#### MATERIALS PROVIDED:
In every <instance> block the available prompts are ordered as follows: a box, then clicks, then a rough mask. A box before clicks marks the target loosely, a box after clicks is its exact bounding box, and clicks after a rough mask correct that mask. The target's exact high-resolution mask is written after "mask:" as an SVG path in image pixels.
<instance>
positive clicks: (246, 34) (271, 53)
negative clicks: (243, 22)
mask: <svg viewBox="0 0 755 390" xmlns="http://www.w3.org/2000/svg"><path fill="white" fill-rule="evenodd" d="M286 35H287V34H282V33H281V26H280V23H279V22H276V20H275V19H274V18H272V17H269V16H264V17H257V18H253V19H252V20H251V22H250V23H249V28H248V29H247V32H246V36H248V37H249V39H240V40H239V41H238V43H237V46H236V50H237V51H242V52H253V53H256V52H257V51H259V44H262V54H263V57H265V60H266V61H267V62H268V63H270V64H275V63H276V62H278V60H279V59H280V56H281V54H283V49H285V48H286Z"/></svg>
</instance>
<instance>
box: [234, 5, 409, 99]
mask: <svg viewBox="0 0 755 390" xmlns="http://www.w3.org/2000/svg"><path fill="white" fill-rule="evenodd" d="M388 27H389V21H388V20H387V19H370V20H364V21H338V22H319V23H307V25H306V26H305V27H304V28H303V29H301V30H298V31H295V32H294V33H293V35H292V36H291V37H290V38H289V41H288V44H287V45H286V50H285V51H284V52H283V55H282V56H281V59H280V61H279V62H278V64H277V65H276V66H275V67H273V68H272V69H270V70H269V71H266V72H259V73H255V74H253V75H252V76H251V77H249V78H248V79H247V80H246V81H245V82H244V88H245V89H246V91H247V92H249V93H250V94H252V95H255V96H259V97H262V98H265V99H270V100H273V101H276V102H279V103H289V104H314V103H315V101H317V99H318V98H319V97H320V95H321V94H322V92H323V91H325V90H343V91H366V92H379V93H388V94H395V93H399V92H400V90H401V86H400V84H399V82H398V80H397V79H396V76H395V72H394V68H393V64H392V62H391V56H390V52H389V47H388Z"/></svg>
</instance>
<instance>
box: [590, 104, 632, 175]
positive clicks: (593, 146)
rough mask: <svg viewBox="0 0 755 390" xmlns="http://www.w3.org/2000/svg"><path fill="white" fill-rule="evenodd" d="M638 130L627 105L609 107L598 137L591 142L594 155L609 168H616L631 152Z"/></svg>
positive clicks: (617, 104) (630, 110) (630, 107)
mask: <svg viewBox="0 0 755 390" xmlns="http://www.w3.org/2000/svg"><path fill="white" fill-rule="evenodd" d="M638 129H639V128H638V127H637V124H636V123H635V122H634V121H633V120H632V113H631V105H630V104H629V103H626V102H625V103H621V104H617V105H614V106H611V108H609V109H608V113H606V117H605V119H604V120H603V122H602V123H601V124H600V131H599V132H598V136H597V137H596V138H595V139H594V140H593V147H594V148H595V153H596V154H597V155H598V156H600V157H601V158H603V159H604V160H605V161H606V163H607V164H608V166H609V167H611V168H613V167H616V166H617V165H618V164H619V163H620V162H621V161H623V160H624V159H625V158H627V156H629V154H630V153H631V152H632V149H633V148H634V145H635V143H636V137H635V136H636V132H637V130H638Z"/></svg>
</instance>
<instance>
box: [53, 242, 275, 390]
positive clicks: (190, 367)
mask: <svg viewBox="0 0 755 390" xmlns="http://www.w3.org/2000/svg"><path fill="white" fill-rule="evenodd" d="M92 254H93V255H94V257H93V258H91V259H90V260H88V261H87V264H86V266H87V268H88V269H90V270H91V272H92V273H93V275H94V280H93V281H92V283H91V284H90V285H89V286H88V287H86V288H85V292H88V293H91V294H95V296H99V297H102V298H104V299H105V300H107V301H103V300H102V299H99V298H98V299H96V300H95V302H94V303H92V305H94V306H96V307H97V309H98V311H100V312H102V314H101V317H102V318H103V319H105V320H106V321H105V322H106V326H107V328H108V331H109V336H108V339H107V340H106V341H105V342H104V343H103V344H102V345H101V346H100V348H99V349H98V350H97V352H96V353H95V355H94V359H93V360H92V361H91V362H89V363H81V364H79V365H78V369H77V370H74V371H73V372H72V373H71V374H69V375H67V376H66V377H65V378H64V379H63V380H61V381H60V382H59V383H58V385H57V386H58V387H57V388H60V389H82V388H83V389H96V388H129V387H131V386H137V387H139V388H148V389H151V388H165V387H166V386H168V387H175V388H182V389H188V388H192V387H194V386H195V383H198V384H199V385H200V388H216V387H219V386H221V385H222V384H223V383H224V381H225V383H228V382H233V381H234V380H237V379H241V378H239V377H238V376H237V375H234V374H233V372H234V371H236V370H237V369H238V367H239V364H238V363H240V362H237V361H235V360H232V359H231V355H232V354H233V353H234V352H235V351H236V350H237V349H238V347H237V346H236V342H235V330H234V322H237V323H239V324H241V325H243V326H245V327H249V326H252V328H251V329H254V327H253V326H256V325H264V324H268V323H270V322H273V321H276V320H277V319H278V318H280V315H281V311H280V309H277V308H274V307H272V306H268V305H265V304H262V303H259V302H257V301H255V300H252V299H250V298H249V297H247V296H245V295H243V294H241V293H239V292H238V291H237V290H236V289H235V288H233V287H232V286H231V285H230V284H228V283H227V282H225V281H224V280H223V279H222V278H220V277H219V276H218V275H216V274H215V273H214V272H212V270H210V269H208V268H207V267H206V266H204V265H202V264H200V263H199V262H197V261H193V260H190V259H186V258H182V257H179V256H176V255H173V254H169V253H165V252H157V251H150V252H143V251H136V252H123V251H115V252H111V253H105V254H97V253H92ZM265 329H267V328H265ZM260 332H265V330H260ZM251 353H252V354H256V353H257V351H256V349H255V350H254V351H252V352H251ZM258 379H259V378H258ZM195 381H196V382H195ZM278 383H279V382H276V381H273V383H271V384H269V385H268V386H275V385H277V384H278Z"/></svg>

#### EXERCISE DIRECTIONS:
Would you please print every record exactly as written?

#### RESPONSE BOX:
In every <instance> block the available prompts are ordered as follows: a box, then clicks, then a rough mask. A box before clicks marks the target loosely, a box after clicks is its exact bounding box, and clicks after a rough mask correct that mask. The target's exact high-resolution mask is written after "mask:" as an SVG path in image pixels.
<instance>
positive clicks: (246, 34) (271, 53)
negative clicks: (243, 22)
mask: <svg viewBox="0 0 755 390" xmlns="http://www.w3.org/2000/svg"><path fill="white" fill-rule="evenodd" d="M286 35H287V34H282V33H281V26H280V23H279V22H276V20H275V19H274V18H272V17H269V16H264V17H257V18H253V19H252V20H251V22H250V23H249V28H248V29H247V32H246V36H248V37H249V39H240V40H239V41H238V43H237V46H236V50H237V51H242V52H253V53H256V52H257V51H259V44H262V54H263V57H265V60H266V61H267V62H268V63H270V64H275V63H276V62H278V60H279V59H280V56H281V54H283V49H285V48H286Z"/></svg>
</instance>
<instance>
box: [234, 5, 409, 99]
mask: <svg viewBox="0 0 755 390" xmlns="http://www.w3.org/2000/svg"><path fill="white" fill-rule="evenodd" d="M388 27H389V21H388V20H387V19H370V20H364V21H338V22H319V23H307V25H306V26H305V27H304V28H303V29H301V30H298V31H295V32H294V33H293V35H292V36H291V37H290V38H289V41H288V44H287V45H286V50H285V51H284V52H283V55H282V56H281V59H280V61H279V62H278V64H277V65H276V66H275V67H273V68H272V69H270V70H269V71H266V72H259V73H255V74H253V75H252V76H251V77H249V78H248V79H247V80H246V81H245V82H244V88H245V89H246V91H247V92H249V93H250V94H252V95H255V96H259V97H262V98H265V99H270V100H273V101H276V102H279V103H289V104H314V103H315V101H317V99H318V98H319V97H320V95H321V94H322V92H323V91H325V90H343V91H366V92H379V93H388V94H395V93H399V92H400V90H401V86H400V84H399V82H398V80H397V79H396V76H395V72H394V68H393V64H392V62H391V56H390V52H389V47H388Z"/></svg>
</instance>
<instance>
box: [590, 104, 632, 175]
positive clicks: (593, 146)
rough mask: <svg viewBox="0 0 755 390" xmlns="http://www.w3.org/2000/svg"><path fill="white" fill-rule="evenodd" d="M638 130L627 105L609 107L598 137L591 142L594 155L609 168H616L631 152Z"/></svg>
positive clicks: (617, 104) (630, 110) (630, 107)
mask: <svg viewBox="0 0 755 390" xmlns="http://www.w3.org/2000/svg"><path fill="white" fill-rule="evenodd" d="M638 129H639V128H638V127H637V124H636V123H635V122H634V121H633V120H632V113H631V105H630V104H629V103H626V102H625V103H621V104H617V105H614V106H611V108H609V109H608V113H606V117H605V119H604V120H603V122H602V123H601V124H600V131H599V132H598V136H597V137H596V138H595V139H594V140H593V147H594V148H595V153H596V154H597V155H598V156H600V157H601V158H603V159H604V160H605V161H606V163H607V164H608V166H609V167H611V168H613V167H616V166H617V165H618V164H619V163H620V162H621V161H623V160H624V159H625V158H627V156H629V154H630V153H631V152H632V149H633V148H634V145H635V143H636V137H635V136H636V132H637V130H638Z"/></svg>
</instance>
<instance>
box: [53, 242, 275, 390]
positive clicks: (190, 367)
mask: <svg viewBox="0 0 755 390" xmlns="http://www.w3.org/2000/svg"><path fill="white" fill-rule="evenodd" d="M92 254H93V255H94V257H93V258H91V259H90V260H88V261H87V264H86V266H87V268H88V269H90V270H91V272H92V273H93V275H94V280H93V281H92V283H91V284H90V285H89V286H88V287H86V288H85V292H88V293H91V294H95V296H99V297H102V298H104V299H105V300H107V301H103V300H102V299H99V298H98V299H96V300H95V302H94V303H92V305H94V306H96V307H97V309H98V311H100V312H102V314H101V317H102V318H103V319H105V320H106V321H105V322H106V326H107V328H108V331H109V336H108V339H107V340H106V341H105V342H104V343H103V344H102V345H101V346H100V348H99V349H98V350H97V352H96V353H95V355H94V359H93V360H92V361H91V362H89V363H81V364H79V365H78V369H77V370H74V371H73V372H72V373H71V374H69V375H67V376H66V377H65V378H64V379H63V380H61V381H60V382H59V383H58V385H57V386H58V387H57V388H60V389H82V388H83V389H96V388H129V387H131V386H137V387H139V388H148V389H151V388H165V387H166V386H168V387H175V388H182V389H188V388H192V387H194V386H195V383H198V384H199V385H200V388H216V387H219V386H221V385H222V384H223V383H224V381H225V383H228V382H233V381H234V380H237V379H241V378H239V377H238V376H237V375H234V374H233V372H234V371H236V370H237V369H238V367H239V364H238V363H240V362H237V361H235V360H232V359H231V355H232V354H233V353H234V352H235V351H236V350H237V349H238V347H237V346H236V342H235V330H234V322H237V323H239V324H241V325H243V326H245V327H249V326H252V328H251V329H254V327H253V326H256V325H264V324H268V323H270V322H273V321H276V320H277V319H278V318H280V315H281V311H280V309H277V308H274V307H272V306H268V305H265V304H262V303H259V302H257V301H255V300H252V299H250V298H249V297H247V296H245V295H243V294H241V293H239V292H238V291H237V290H236V289H235V288H233V287H232V286H231V285H230V284H228V283H227V282H225V281H224V280H223V279H222V278H220V277H219V276H218V275H216V274H215V273H214V272H212V270H210V269H208V268H207V267H206V266H204V265H202V264H200V263H199V262H197V261H193V260H190V259H186V258H182V257H179V256H176V255H173V254H169V253H165V252H157V251H150V252H143V251H136V252H123V251H115V252H111V253H105V254H97V253H92ZM265 329H267V328H265ZM260 332H265V330H260ZM251 353H252V354H256V353H257V351H256V349H255V350H254V351H252V352H251ZM258 379H259V378H258ZM195 381H196V382H195ZM278 383H279V382H276V381H273V383H271V384H269V385H268V386H275V385H277V384H278Z"/></svg>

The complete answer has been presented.